--- Passage Enclosed Below ---

Mental Health Impacts on Immunity

Everyone has heard that they need to have a more positive outlook or stress is bad for their health.  Try telling that to someone who is sick and has more bad days than good!  It’s not an easy place to be those with any chronic disease, let alone autoimmunity or cancer, but there’s some evidence to suggest that having a positive outlook and a healthy mental state pays dividends in the immunity department!

There is a field of research called psychoneuroimmunology.  Let’s break that down: pyscho (mental)-neuro (nervous system)-immunology (immune system).  There’s an entire of field of research targeted at uncovering the mysteries of how these systems work together.  Do we have it figured out? Nope.  I don’t even think that will happen in my lifetime.  Just because we don’t have the mechanisms explained, doesn’t mean we don’t see some of the correlative effects of optimistic attitudes like:

  • -better natural killer cell activity (NK cells keep cancer in check and help you fight infections)
  • better ratios of helper to suppressor T-cells (T-cells tipped out of balance equals autoimmunity)
  • -increased sIgA function (this is crazy important for the gut barrier that can be compromised in autoimmunity)

Ways to improve mental outlook

There’s nothing more frustrating than recognizing that your attitude sucks, you have negative self-talk, and maybe even some depression and someone telling you to “stop, be more positive.”  What does that even mean?!  Of course, I’d be more positive if I knew how!!!!  These tips are going to feel forced initially, but I will list some helpful suggestions in order of ease.  The top of the list is where you should start if you feel stuck and “being positive” feels forced.  The better you get, work your way down!  Be gentle, because some people take years before they can do some of the lower list comfortably.

  • volunteer– find an organization that helps people, and simply show up to help.  Animal shelters, soup kitchens, Habitat for Humanity, after-school programs.  You ALWAYS have a positive mood when you’ve made another person’s life better.
  • random acts of kindness– randomly throughout your day, do something small for someone that you may not have done otherwise.  Buy their coffee, open a door, let them out in traffic, give a stranger a compliment, look at someone and smile.  Little things go a long way.

--- End of Enclosed Passage ---
--- Information shown Enclosed Below ---

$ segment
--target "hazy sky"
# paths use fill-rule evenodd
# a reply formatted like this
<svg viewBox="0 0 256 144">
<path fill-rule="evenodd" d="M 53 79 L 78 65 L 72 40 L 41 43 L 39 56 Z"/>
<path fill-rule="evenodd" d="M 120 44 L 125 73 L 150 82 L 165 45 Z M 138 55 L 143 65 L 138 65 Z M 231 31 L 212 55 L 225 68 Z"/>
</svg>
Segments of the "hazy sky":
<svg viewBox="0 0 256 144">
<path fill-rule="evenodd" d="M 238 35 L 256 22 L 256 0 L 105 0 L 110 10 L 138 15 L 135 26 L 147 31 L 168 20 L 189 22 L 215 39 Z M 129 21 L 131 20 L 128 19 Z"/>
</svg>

--- End of Enclosed Information shown ---

**Exercises**
(1) Say whether each statement agrees with the passage on mental health and immunity. Answer yes or no, and quote the words of the passage that decide it. (a) The passage says the mechanisms linking the mind, nervous system, and immune system have been worked out. (b) The passage advises starting at the top of its list if being positive feels forced. (c) The passage says NK cells help fight infections.
(2) Carry on the passage on mental health and immunity from its last sentence onward.

**Numbered responses**
(1)
(a) No: "Do we have it figured out? Nope."
(b) Yes: "The top of the list is where you should start if you feel stuck and “being positive” feels forced."
(c) Yes: "NK cells keep cancer in check and help you fight infections"

(2)
  • write and send thank you cards– not only does this task make you think of people who mean something to you, but it also gives you a purpose to remember why your thankful for them, and then you will also feel amazing when they feel good about someone recognizing them and being grateful for their presence.  I do this every year around Thanksgiving, but this is an insta-feel-good anytime you’re feeling down.
  • start a gratitude journal– simply writing 3 things you are grateful for down every day for 21 days without repeating any will force your brain to focus on the blessings.  Your brain will begin to search for these things as a part of everyday life.
  • meditate– being able to practice checking in with yourself, letting go of expectations, knowing that how you are in the moment is enough and exactly how it’s supposed to be is extremely freeing.  Try downloading the headspace app or purchase one of Chopra Center’s meditation series.  I LOVE the Chopra meditations because they start with telling you what to focus on and how to relate it to your life.  You’ll be better at starting yourself as time goes by.

When you think about the fact that cancer patients in studies have been proven to have better outcomes when they visualize and create positive environments over those with negative thoughts, it’s definitely worth a shot.  If for no other reason than the opening the door of opportunity in a time when your immune system needs some help, smile and make a small step towards finding the silver lining!  It will pay you back in ways you never imagined.